_Exigência A:_ Repita o trecho sobre Augustus Earle, começando nas palavras "Trecho adaptado do" e parando depois de "Yale University Press.".
++++ Trecho ++++
Augustus Earle: um artista global no Rio de Janeiro
Por Sarah Thomas.
Trecho adaptado do capítulo 6, do livro Witnessing Slavery: Art and Travel in the Age of Abolition, de Sarah Thomas, publicado em 2019, em Londres, pelo Paul Mellon Centre for Studies in British Art para a Yale University Press.
Acredita-se que Augustus Earle tenha sido o primeiro artista freelancer profissional a fazer uma turnê pelo mundo (Hackforth-Jones, p. 1). Hoje ele é tão conhecido na Austrália quanto no Brasil, no entanto, na Grã-Bretanha, seu país natal, seu nome mal é registrado. Filho de um retratista conservador americano, ele exibiu desde cedo um talento precoce para a pintura. Ele tinha apenas treze anos quando expôs pela primeira vez na prestigiada Royal Academy de Londres, onde se tornou expositor regular até o final das Guerras Napoleônicas em 1815, quando as viagens à Europa foram retomadas. Viajou extensivamente pelo Mediterrâneo e pelos Estados Unidos, antes de chegar ao Rio de Janeiro em 1820, aos 27 anos: onde se fixou e viajou pela América do Sul durante os quatro anos seguintes. Convidado para ir a Calcutá pelo governador-geral da Grã-Bretanha, Lord Amherst, a viagem de Earle foi interrompida quando o seu navio avariado o desembarcou em Tristão da Cunha, uma remota ilha vulcânica no mar do Atlântico Sul.
++++
_Exigência B:_ Separe cada linha dos registros que contém a palavra "objects", diferenciando maiúsculas de minúsculas.
++++ Material da tarefa ++++
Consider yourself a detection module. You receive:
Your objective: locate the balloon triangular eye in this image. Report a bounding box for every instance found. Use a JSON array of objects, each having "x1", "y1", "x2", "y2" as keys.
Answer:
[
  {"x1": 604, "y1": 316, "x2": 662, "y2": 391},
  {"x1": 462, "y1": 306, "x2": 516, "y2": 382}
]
++++
++++ Material da tarefa ++++
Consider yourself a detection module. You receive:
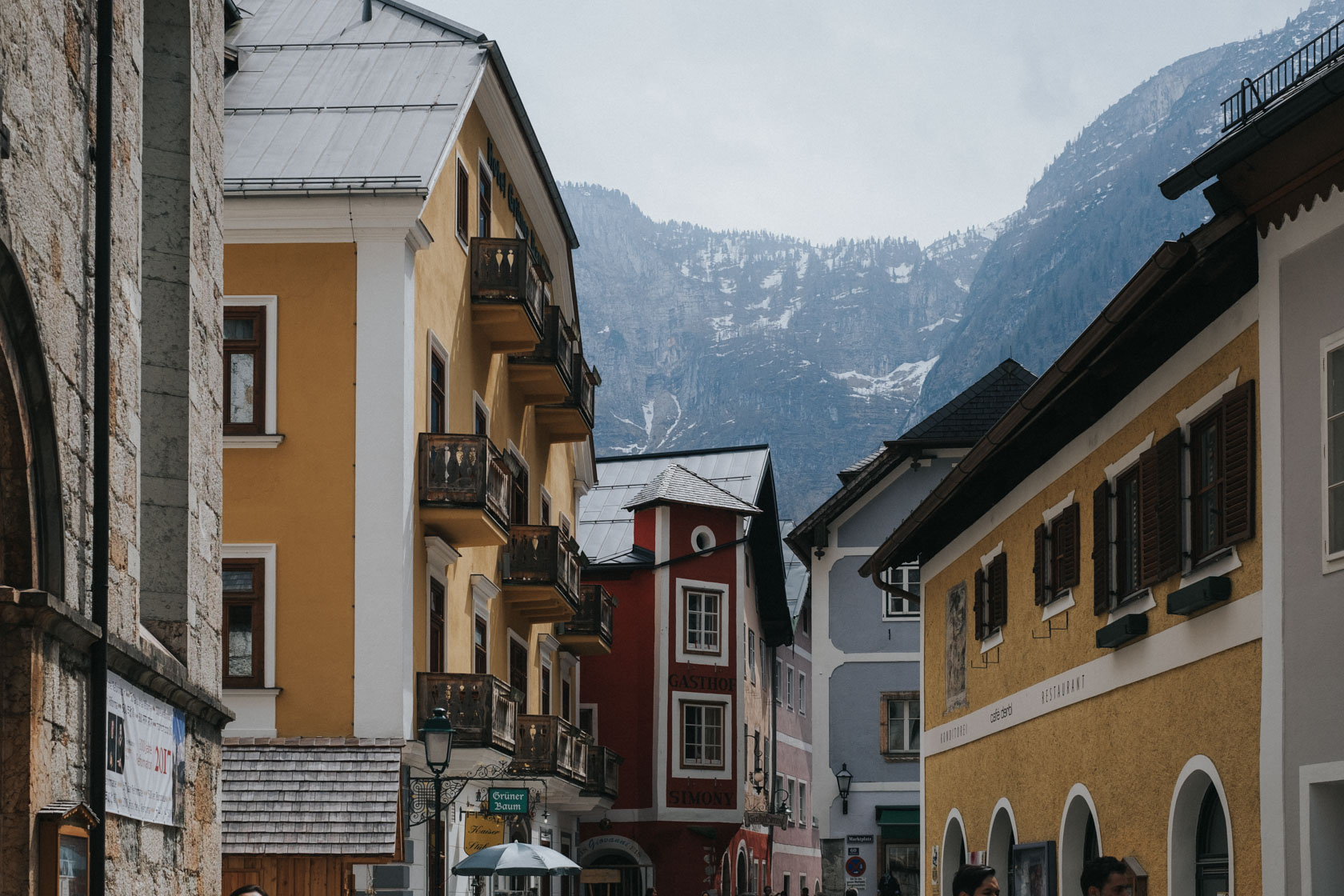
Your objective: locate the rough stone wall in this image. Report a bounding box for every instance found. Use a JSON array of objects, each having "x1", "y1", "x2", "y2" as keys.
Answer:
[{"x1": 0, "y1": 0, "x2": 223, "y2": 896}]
++++
_Resposta completa A:_
Trecho adaptado do capítulo 6, do livro Witnessing Slavery: Art and Travel in the Age of Abolition, de Sarah Thomas, publicado em 2019, em Londres, pelo Paul Mellon Centre for Studies in British Art para a Yale University Press.

_Resposta completa B:_
Your objective: locate the balloon triangular eye in this image. Report a bounding box for every instance found. Use a JSON array of objects, each having "x1", "y1", "x2", "y2" as keys.
Your objective: locate the rough stone wall in this image. Report a bounding box for every instance found. Use a JSON array of objects, each having "x1", "y1", "x2", "y2" as keys.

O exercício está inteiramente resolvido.